BEGIN Data for processing

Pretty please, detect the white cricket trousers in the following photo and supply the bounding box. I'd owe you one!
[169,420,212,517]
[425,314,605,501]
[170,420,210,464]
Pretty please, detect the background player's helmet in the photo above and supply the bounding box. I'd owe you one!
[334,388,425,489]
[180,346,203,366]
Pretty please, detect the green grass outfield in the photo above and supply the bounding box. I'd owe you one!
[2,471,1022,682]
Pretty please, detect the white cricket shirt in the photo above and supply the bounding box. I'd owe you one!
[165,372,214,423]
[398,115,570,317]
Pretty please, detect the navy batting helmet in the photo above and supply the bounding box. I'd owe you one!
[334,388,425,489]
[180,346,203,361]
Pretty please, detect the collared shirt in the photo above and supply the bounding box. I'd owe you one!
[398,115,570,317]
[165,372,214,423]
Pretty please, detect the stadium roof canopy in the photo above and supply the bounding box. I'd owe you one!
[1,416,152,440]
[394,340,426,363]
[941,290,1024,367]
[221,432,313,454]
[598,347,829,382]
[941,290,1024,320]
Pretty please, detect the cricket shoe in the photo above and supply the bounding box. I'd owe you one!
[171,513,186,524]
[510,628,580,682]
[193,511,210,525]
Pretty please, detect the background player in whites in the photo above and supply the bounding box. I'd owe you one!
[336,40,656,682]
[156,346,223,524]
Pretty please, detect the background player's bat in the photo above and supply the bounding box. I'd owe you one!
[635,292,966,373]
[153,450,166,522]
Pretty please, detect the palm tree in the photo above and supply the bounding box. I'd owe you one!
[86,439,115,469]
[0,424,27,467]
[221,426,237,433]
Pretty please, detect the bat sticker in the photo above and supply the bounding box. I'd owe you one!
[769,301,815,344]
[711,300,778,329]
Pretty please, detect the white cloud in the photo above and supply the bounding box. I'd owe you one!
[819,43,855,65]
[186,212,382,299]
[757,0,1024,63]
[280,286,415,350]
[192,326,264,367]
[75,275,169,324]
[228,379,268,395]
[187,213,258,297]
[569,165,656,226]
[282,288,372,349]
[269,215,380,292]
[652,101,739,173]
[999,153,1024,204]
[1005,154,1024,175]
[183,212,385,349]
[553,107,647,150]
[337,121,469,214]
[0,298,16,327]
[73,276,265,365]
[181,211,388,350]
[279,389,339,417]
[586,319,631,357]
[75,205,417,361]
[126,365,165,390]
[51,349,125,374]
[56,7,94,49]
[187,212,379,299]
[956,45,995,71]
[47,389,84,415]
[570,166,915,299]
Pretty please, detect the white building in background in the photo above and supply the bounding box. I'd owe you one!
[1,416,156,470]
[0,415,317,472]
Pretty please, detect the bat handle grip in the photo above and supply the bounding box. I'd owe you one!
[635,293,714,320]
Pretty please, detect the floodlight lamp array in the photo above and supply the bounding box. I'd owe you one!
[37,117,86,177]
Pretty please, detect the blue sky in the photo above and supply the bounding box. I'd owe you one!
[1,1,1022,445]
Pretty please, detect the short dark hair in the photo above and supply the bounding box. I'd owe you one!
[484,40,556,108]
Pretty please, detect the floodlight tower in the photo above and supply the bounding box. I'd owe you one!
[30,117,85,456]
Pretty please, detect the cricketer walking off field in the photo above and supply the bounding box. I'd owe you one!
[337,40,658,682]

END Data for processing

Copy, exactly as written, the lines above, beginning with the one that contains "Pretty please, detect the floodlight lamp" and ending with the last.

Pretty please, detect the floodlight lamp array in the photo above and supply the bounding box. I'd owe you one!
[37,117,86,177]
Pretty please, detect the blue sky in the photo above and supply the bounding box. I'd owe you one!
[1,1,1022,445]
Pretty please, detect the short dark hair in the photo above and supply the bounding box. I'd owe you one!
[484,40,556,108]
Pretty please, detect the floodlight tower in the photo above and supply the bounding box. I'd owe you one!
[30,117,85,456]
Pretty please, detect the cricketer walking off field in the photo above and supply the bounding box. I'd owe you one!
[337,40,658,682]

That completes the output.